● INSTRUCTIONS FOR THE TASK
Collect each line in the data below that contains the string "Practice".

Start AVAILABLE RECORDS

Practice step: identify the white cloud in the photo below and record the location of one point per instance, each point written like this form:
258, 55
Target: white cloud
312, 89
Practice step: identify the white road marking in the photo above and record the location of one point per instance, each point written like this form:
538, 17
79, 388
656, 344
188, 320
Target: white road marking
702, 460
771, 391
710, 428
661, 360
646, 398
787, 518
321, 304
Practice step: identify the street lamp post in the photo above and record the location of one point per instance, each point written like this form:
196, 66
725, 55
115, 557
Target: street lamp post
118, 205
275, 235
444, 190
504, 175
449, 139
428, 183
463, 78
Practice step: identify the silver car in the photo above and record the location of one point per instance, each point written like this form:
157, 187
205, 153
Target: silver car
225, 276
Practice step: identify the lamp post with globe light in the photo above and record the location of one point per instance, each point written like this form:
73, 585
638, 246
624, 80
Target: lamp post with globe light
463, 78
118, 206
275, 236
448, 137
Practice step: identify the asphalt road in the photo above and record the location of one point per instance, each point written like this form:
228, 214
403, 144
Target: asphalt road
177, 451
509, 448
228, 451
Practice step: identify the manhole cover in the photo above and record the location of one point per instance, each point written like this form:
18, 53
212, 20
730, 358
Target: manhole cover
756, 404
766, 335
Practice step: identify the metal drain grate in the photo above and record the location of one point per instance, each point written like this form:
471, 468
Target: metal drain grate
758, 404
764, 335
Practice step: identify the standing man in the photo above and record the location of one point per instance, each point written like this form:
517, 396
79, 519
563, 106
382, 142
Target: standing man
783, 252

End AVAILABLE RECORDS
Start AVAILABLE RECORDS

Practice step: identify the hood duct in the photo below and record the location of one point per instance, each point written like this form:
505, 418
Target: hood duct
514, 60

End AVAILABLE RECORDS

● RESPONSE TO THIS TASK
Practice step: identify the white cloud in the photo below and record the location of one point per instance, each point written like this form:
Practice step: identify the white road marking in the photo above and record the location of one point per instance, each point written like this form:
Practice step: identify the street lamp post in the photo above and record the location of one point per instance, each point written like this form:
Practice step: identify the silver car in the photo above and record the location of one point per instance, each point written like this form:
Practice step: identify the lamp post with globe light in the photo above and record the location of one point per instance, each point written like this form:
Practice step: identify the asphalt road in the photo above and record the location of one point per instance, each point written like this form:
Practice step: identify the manhole cover in the photo above and record the location of one point per instance, each point written like this form:
Practice step: identify the metal drain grate in the photo above and record the location of one point per instance, each point written like this form:
Practice step: identify the standing man in the photo above and record the location of one point per instance, each point written like this form:
Practice step: identify the hood duct in the photo below and record the location of one point per instance, each point written like this form:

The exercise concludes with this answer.